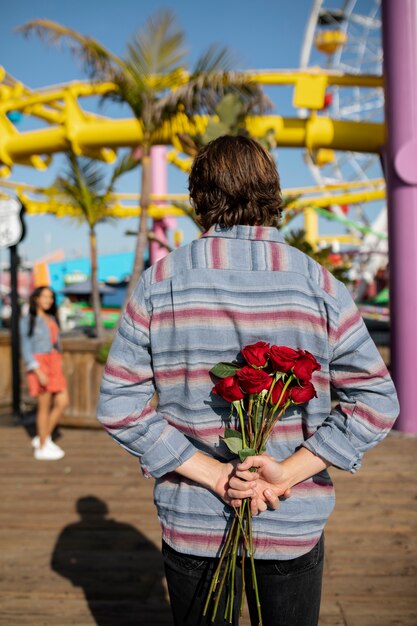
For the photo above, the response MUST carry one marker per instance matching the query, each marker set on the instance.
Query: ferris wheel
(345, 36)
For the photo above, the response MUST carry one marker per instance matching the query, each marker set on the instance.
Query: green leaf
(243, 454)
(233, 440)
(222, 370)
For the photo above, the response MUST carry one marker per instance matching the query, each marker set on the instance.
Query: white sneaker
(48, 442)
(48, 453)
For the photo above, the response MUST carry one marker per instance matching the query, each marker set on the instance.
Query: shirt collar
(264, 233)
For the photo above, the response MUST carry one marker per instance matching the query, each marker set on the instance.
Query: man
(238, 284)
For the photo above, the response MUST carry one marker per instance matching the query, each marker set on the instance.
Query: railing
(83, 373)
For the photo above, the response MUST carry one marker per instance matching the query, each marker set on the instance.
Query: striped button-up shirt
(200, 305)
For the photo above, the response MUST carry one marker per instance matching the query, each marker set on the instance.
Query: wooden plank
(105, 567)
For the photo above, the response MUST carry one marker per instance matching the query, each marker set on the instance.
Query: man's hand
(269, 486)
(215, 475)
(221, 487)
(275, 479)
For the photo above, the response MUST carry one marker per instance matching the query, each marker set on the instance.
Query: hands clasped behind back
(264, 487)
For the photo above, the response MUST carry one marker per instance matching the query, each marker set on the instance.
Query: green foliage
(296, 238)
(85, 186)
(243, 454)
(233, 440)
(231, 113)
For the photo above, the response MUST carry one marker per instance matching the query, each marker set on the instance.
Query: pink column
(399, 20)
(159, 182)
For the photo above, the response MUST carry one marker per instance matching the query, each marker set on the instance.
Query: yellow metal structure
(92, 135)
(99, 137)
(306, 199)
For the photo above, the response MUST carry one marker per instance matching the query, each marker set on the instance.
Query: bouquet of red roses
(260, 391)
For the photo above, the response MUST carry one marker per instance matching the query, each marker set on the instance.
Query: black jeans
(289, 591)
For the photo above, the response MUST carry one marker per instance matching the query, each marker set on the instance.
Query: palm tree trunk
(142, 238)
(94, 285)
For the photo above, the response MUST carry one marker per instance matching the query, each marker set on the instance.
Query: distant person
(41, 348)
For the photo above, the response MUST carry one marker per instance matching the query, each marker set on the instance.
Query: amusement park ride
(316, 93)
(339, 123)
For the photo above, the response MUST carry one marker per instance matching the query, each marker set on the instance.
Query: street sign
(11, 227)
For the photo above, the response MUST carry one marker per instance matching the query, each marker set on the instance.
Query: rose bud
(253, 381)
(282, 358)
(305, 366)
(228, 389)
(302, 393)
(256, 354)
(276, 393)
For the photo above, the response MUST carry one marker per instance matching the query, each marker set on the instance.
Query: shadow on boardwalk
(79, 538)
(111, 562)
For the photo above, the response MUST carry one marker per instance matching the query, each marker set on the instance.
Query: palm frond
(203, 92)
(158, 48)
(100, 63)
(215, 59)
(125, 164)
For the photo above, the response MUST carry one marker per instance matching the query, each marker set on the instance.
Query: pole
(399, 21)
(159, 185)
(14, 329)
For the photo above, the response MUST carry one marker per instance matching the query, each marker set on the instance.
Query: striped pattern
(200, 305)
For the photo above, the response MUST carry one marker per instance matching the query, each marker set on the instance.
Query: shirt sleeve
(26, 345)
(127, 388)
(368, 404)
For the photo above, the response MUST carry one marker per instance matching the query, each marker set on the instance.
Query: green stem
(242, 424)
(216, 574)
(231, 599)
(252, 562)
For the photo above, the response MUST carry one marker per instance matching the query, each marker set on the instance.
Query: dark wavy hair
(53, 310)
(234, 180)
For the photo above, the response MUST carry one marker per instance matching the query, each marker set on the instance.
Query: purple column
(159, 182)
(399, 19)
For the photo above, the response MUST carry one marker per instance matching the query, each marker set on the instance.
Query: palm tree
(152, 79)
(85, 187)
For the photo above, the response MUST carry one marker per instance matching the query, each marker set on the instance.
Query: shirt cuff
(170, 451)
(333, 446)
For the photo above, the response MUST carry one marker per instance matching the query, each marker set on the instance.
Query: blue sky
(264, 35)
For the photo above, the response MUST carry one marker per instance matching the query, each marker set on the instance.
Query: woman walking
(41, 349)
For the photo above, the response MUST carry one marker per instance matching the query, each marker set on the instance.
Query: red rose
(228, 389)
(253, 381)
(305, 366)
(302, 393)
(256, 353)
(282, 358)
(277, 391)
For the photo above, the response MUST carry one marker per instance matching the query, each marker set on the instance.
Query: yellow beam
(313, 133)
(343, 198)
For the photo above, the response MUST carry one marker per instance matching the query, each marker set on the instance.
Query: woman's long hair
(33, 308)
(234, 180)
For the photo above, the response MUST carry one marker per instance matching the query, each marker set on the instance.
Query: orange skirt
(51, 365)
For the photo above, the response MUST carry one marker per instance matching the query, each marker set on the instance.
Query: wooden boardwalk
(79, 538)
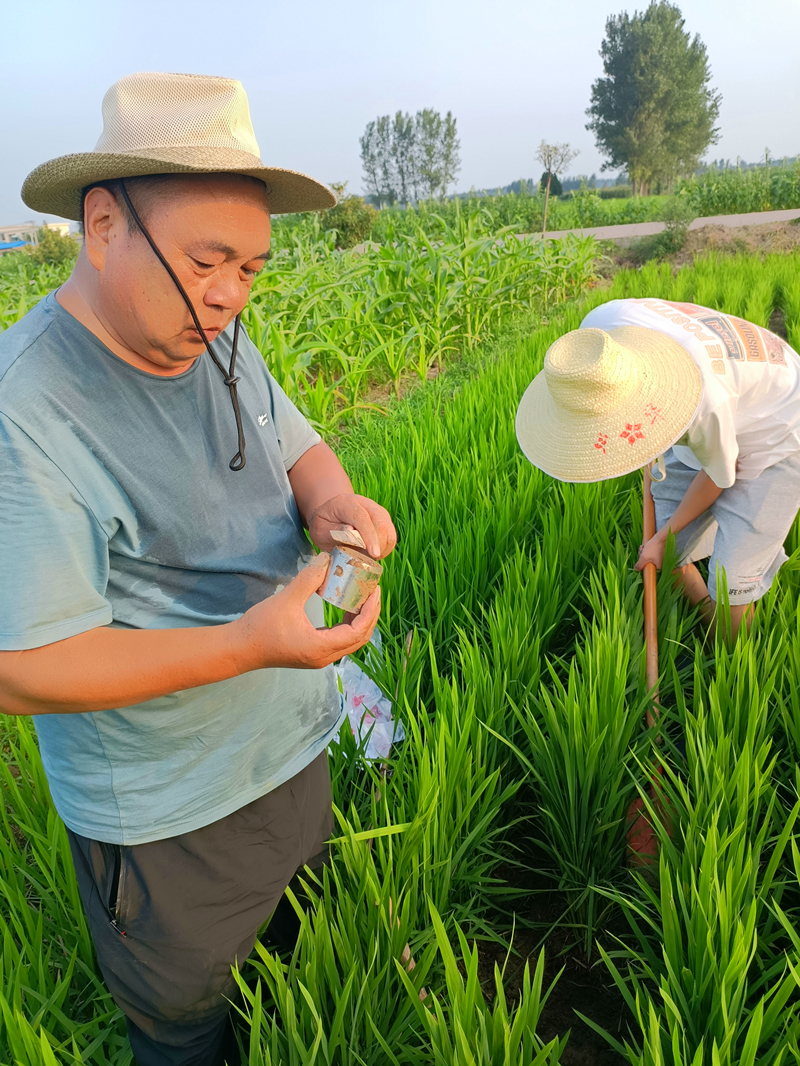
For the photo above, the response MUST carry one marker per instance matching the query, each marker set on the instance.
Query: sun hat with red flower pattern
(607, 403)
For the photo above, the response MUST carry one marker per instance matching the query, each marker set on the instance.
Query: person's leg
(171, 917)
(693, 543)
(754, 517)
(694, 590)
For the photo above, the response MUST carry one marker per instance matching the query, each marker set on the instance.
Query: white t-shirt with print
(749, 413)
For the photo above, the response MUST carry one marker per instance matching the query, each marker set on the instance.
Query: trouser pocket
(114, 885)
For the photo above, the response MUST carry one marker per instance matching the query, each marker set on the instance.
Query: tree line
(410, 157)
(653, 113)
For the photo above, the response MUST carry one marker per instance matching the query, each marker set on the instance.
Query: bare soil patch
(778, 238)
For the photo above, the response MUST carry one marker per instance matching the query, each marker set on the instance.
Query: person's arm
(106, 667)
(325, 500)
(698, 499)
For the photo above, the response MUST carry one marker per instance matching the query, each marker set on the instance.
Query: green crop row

○ ○ ○ ○

> **Exercise brief**: Without any pictures, retype the records above exactly.

> **Solution to the exercise**:
For the photo above, the response MUST carry one marker per instance matching the query, each marker set on the instance.
Query: ferris wheel
(345, 36)
For the photo above, the response MUST carry one marker per instance matching the query, each marker set on the instance.
Query: green leaf
(243, 454)
(233, 440)
(222, 370)
For the photo above, the response MUST carry one marker per instance matching the query, each marker set on the instance.
Query: white sneaker
(48, 442)
(48, 453)
For the photo above, the response MUST carry one marker per instance matching the query, each marker set on the instance.
Query: shirt collar
(264, 233)
For the photo above, the response MUST carry one marker per instance matching the query, each marker set on the instance.
Query: man
(238, 284)
For the photo above, the response MUST carry one marker per instance matching the query, each marker set on the instance.
Query: railing
(83, 373)
For the photo above, the response MUST carry one marker per instance matching the query, each marker set on the instance.
Query: striped button-up shirt
(200, 305)
For the photo above, the response MUST carry one marker per instance matching the query, each marker set on the instance.
Query: wooden plank
(105, 567)
For the photo above, the response MUST carry one marker per instance matching the query, each marker set on the instance.
Query: man's hand
(269, 486)
(215, 475)
(221, 487)
(275, 479)
For the photo above, the response MUST carry one marker per instance matching the query, each marker set on the instance.
Query: hands clasped behind back
(264, 487)
For the photo above, the response MUST carry one marker per instance matching the query, each marker set on the instance.
Query: green foliage
(296, 238)
(85, 186)
(243, 454)
(233, 440)
(231, 113)
For the photo above, the response MUST carry one marker per instance matching the query, each marker set on the instance.
Query: pink column
(399, 20)
(159, 182)
For the photo above, the response MUST carry one marker per instance matching the query, each marker set on the instance.
Query: yellow metal structure
(92, 135)
(99, 137)
(306, 199)
For the photo above, the response MUST carry one marker per instance matching the query, each marker set on the instance.
Query: bouquet of red roses
(260, 391)
For the photo above, the response MUST carry one marker per instance matching the query, each marker set on the instance.
Query: black jeans
(289, 591)
For the photo above, the response MUST carry one marker per instance matching the query, each marker set on the instance.
Query: palm tree trunk
(142, 238)
(94, 285)
For the photo above, the response MUST carry one marker per instance matching the query, each marker set on the instance.
Query: distant person
(41, 348)
For the photo above, the response MUST carry one marker per instance matching the query, each marker set on the instance.
Query: amusement park ride
(316, 93)
(339, 123)
For the photo above, the response MUST carry one marker per instance matching the query, each marker set on the instance.
Query: street sign
(11, 227)
For the photo above, the response MUST carry one marker per instance matching the query, each marker set on the instance.
Query: rose bud
(253, 381)
(282, 358)
(305, 366)
(228, 389)
(302, 393)
(256, 354)
(276, 393)
For the photo above, the response MUST carry one marker per instance matching the query, each marker set on the instance.
Query: shadow on boardwalk
(79, 538)
(111, 562)
For the photo above, the response MUST carry one marker per instance matching the query, each marker set on the instance.
Query: palm frond
(203, 92)
(158, 48)
(100, 63)
(215, 59)
(125, 164)
For the photo above, the response MUST carry one marker per instance matching the query, each marker set on the instance.
Query: pole
(399, 21)
(159, 185)
(14, 329)
For the photo above, the response MUST carry one marker per instance matching the query, each marker set on the instance.
Query: striped pattern
(200, 305)
For the photo above, the response MUST carry one marker per instance matching the query, each marker set on the instance.
Query: shirt sleeve
(26, 345)
(127, 388)
(368, 404)
For the photo above, the response MUST carry one marker per instance matching the query, each marker set on the instance.
Query: green stem
(242, 424)
(216, 574)
(231, 599)
(252, 562)
For the photo above, the response MUST carry one marker per instance matching the query, each marker set on the instance.
Query: dark wavy hair
(53, 310)
(234, 180)
For the photo above, the response MUST carry one marker per instance matching the query, each marker set on the instance.
Query: purple column
(159, 182)
(399, 19)
For the photo above, the response MUST carry one marker per instance matching the query, each marker set on the instance.
Query: palm tree
(152, 79)
(85, 187)
For the photo above, the response MUST carry one marker per instance matching the query, each marker set on the instance.
Query: shirt cuff
(170, 451)
(333, 446)
For the photo above, the response MUST carry one marker per instance matching the query, each marker set on the instance.
Query: blue sky
(264, 35)
For the photo above, the response MUST carry one marker per instance matching the query, each marker set on the instance.
Query: woman walking
(41, 349)
For the photo above, the response MUST carry one marker per instance matching the query, each marker set on the instance.
Query: red rose
(228, 389)
(253, 381)
(305, 366)
(302, 393)
(256, 353)
(282, 358)
(277, 391)
For the photo above, the response MUST carry one marker per instance matching the query, each marker set on the instance.
Query: yellow beam
(313, 133)
(343, 198)
For the photo above, the response MUST carry one marker per instance matching the query, each marker set on the instance.
Query: woman's long hair
(33, 308)
(234, 180)
For the photo above, the response MUST carry one marker per instance matching the query, each marker set on the instance.
Query: orange skirt
(51, 365)
For the photo above, the response MUST carry one marker per instance matching the query, each marker set on the instance.
Query: wooden boardwalk
(79, 538)
For the photo above, the response MUST carry one marker per instance matching the query, each marker set on the instance.
Query: sun hat with red flower pattern
(607, 403)
For the photo above, the response MUST carry one marker per instance matching the query, each marker set on the instance.
Query: person's leg
(171, 917)
(693, 543)
(754, 517)
(694, 590)
For the photo above, the response MUST carry one marker per instance matching the query, each marker set on the instance.
Query: white t-shirt with print
(749, 413)
For the photo above, the response MUST carry one marker per instance matching the query, each marker set on the instance.
Query: trouser pocket
(114, 885)
For the photo above, the response MUST carry one marker per instance matching the query, each marker set on the instance.
Query: tree line
(410, 157)
(653, 113)
For the photo above, the response MUST carry one marker per instance matching the query, each marker set on the instance.
Query: bare soil patch
(778, 238)
For the photo above, the response MUST carry one marker per instance matching the query, each marker set on the instance.
Query: person's arm
(106, 667)
(325, 500)
(698, 499)
For the photo above, the response MUST carry one marker per instance matching the query, each marker set on the instance.
Query: green crop row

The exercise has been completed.